# REQUIRED WORK:
Pick out each line in the listing below that includes the word "white", and copy those lines in full.

— START OF EXTRACTED MATERIAL —

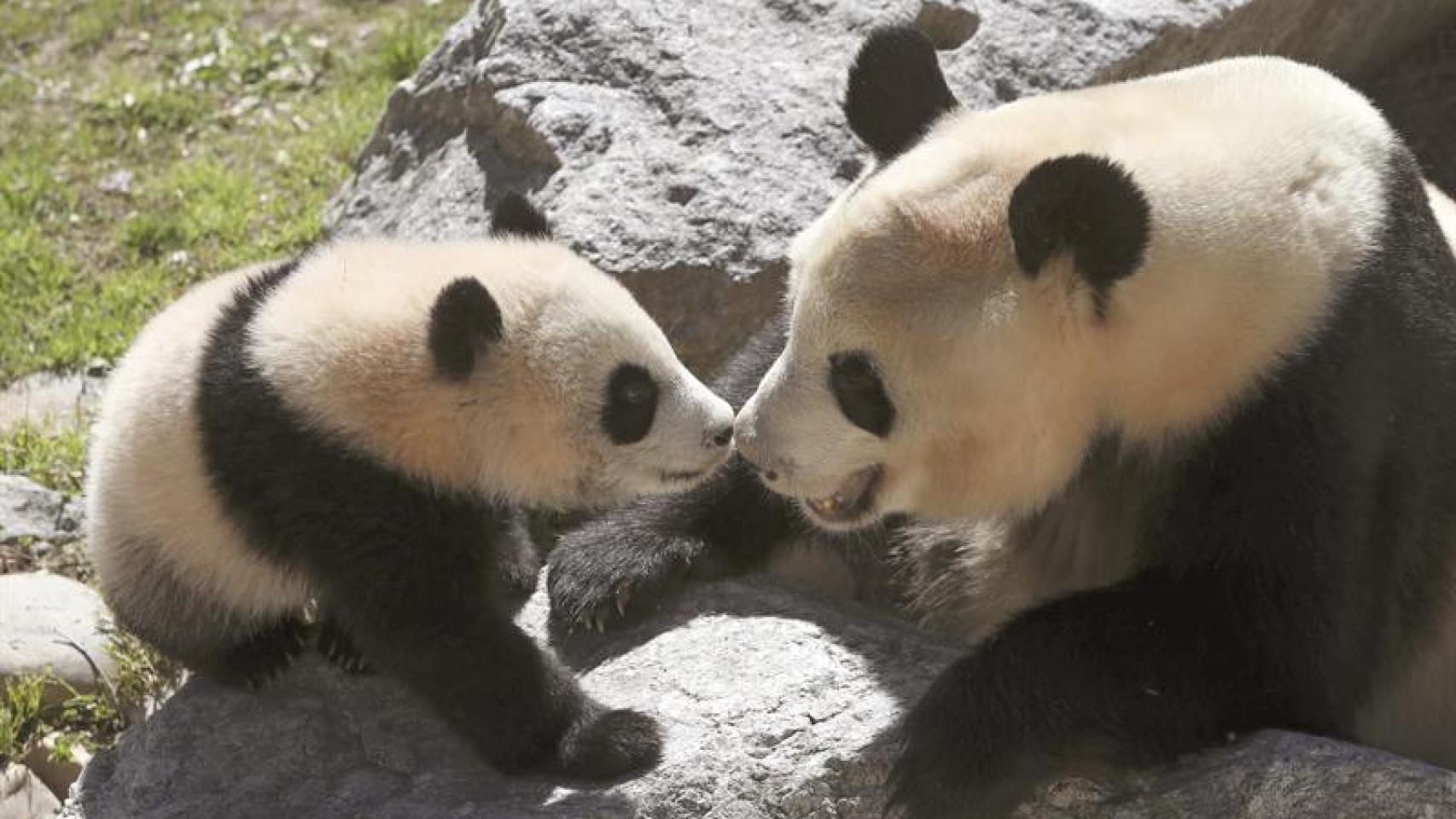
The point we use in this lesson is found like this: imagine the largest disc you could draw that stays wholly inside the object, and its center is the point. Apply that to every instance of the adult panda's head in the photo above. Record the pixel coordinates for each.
(509, 365)
(1004, 287)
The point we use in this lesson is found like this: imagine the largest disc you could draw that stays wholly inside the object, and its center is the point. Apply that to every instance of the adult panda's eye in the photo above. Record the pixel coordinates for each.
(631, 404)
(859, 392)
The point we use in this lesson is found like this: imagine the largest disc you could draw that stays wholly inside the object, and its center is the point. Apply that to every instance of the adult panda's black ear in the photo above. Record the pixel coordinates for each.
(896, 90)
(463, 320)
(1084, 206)
(515, 216)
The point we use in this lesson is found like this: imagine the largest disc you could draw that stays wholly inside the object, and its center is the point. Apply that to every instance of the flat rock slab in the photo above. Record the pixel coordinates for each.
(775, 706)
(53, 623)
(49, 400)
(772, 705)
(682, 144)
(24, 794)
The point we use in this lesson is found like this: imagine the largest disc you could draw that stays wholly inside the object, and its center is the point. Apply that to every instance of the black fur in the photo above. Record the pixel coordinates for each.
(404, 567)
(463, 319)
(631, 404)
(896, 90)
(859, 392)
(1302, 552)
(1084, 206)
(637, 555)
(340, 649)
(515, 216)
(265, 655)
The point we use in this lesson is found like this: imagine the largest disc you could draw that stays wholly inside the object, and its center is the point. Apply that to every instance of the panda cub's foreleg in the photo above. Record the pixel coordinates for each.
(424, 616)
(1133, 674)
(262, 656)
(338, 648)
(635, 556)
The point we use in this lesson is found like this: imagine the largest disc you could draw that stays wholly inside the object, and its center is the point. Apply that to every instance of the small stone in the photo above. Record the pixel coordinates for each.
(53, 623)
(24, 794)
(29, 511)
(57, 774)
(117, 182)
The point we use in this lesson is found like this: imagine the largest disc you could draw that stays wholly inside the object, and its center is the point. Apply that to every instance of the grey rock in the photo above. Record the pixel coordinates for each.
(24, 796)
(53, 623)
(55, 771)
(29, 511)
(682, 144)
(49, 400)
(775, 705)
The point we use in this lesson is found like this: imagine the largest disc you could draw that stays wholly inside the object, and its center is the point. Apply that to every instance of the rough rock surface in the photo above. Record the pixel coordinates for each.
(682, 144)
(24, 796)
(49, 621)
(31, 511)
(39, 528)
(51, 399)
(775, 705)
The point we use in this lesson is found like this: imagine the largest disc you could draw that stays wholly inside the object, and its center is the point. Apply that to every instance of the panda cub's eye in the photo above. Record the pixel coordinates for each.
(859, 392)
(631, 404)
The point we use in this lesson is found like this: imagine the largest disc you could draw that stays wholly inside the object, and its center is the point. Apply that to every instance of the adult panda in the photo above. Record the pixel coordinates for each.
(1175, 358)
(347, 427)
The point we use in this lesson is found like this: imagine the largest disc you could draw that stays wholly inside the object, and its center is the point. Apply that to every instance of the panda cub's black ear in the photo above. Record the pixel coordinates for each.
(1084, 206)
(515, 216)
(896, 90)
(463, 320)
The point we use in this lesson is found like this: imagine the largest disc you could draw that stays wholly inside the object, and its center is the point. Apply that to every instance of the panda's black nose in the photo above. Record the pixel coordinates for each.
(721, 439)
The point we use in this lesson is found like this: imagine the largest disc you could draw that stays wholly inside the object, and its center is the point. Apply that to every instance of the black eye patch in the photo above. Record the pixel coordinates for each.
(631, 404)
(861, 393)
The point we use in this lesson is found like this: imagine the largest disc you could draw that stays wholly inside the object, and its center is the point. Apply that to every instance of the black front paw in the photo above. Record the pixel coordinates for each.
(604, 571)
(609, 745)
(961, 754)
(340, 649)
(264, 656)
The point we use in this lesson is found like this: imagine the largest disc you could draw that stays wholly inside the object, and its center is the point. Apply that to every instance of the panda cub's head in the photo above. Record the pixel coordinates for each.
(1004, 287)
(509, 365)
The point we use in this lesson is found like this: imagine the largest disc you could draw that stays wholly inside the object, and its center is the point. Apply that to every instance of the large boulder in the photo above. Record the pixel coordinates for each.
(682, 144)
(775, 705)
(54, 626)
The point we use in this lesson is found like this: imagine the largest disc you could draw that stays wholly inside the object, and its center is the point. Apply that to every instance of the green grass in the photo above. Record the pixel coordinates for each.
(236, 119)
(51, 457)
(84, 720)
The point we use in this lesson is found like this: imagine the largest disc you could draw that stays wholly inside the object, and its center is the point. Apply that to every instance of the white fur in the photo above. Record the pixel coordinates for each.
(344, 340)
(1253, 227)
(526, 424)
(149, 498)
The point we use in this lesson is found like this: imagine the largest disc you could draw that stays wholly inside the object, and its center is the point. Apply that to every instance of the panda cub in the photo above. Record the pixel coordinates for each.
(1175, 361)
(348, 427)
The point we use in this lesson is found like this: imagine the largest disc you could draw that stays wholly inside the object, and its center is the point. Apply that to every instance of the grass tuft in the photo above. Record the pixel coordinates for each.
(236, 121)
(51, 457)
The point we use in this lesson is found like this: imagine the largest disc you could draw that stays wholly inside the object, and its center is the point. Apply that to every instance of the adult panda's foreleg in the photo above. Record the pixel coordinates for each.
(632, 557)
(431, 624)
(1133, 674)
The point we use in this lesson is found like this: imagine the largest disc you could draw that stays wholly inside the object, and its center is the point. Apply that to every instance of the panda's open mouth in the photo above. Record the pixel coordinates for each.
(686, 476)
(851, 502)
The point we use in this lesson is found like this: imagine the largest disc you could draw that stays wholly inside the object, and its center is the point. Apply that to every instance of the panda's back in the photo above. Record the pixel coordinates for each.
(152, 509)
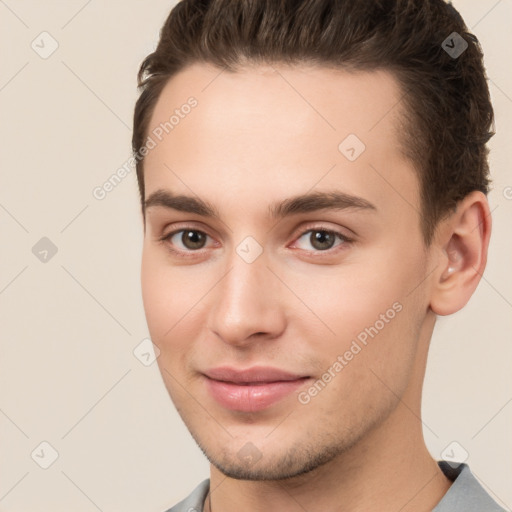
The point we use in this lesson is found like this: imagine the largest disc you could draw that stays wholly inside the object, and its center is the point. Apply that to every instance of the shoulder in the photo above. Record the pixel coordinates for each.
(194, 501)
(466, 494)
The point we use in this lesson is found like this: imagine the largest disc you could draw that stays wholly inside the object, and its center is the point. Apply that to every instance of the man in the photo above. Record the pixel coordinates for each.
(313, 177)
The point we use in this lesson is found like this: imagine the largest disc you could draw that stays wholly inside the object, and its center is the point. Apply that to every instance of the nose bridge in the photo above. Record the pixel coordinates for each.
(247, 300)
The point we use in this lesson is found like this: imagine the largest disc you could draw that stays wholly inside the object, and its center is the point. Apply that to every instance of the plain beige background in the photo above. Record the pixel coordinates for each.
(70, 324)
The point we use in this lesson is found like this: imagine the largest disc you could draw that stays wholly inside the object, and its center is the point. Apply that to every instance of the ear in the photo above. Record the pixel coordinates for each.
(461, 245)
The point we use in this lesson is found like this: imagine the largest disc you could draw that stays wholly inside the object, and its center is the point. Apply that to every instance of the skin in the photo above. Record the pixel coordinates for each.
(259, 136)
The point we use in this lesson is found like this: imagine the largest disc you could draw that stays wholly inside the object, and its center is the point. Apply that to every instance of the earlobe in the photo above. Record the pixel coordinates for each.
(462, 244)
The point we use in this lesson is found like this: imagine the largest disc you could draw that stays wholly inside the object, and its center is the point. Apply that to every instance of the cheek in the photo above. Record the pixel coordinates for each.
(173, 302)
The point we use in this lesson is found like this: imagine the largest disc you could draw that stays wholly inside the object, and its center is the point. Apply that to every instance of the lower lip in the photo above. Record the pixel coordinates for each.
(251, 398)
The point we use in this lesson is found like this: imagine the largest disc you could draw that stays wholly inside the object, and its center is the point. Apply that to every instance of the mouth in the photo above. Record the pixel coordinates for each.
(253, 389)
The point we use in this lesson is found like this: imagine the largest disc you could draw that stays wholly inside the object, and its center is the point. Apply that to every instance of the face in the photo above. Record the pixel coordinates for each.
(283, 264)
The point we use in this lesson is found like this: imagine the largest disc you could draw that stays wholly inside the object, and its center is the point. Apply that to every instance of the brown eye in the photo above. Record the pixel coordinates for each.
(187, 239)
(193, 239)
(322, 240)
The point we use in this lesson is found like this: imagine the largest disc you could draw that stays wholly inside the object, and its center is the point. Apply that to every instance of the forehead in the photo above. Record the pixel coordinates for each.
(280, 126)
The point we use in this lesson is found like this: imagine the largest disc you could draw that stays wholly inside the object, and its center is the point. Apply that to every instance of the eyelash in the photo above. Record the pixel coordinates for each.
(193, 253)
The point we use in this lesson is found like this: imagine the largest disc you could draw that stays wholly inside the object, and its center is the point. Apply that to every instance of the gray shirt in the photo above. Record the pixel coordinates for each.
(465, 494)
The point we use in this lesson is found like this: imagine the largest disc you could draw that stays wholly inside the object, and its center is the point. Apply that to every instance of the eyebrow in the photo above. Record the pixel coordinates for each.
(304, 203)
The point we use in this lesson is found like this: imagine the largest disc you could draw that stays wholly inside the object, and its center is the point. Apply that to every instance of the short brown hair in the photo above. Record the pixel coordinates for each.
(448, 114)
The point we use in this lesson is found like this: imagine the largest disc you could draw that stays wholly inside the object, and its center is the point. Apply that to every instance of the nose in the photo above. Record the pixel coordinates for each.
(247, 303)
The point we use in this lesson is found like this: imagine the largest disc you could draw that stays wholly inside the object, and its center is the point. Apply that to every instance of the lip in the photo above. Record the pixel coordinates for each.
(251, 390)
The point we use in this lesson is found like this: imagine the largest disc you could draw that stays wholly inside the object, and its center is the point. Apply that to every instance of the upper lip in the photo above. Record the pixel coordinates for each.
(249, 375)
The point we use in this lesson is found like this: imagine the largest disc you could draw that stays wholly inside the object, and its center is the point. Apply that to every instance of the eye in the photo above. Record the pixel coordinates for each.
(322, 239)
(190, 239)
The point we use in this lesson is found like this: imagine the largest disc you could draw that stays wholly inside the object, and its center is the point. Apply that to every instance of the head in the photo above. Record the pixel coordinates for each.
(318, 198)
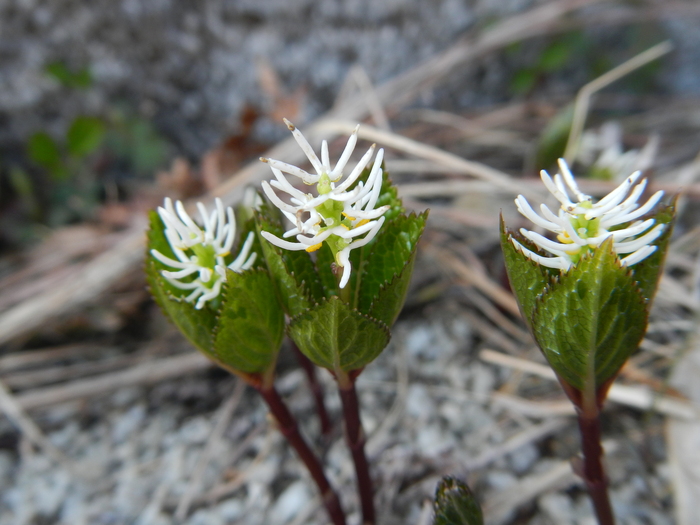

— END OF EXTRACTED MATERIAL —

# TASK RESPONSE:
The point we use in this lesson is found like this: imagine the largest disc you could draw that stays wholly inside the object, and its center is the point. Apply that to every instance of the white fur in the photo above. Record the pixel coordinates for each.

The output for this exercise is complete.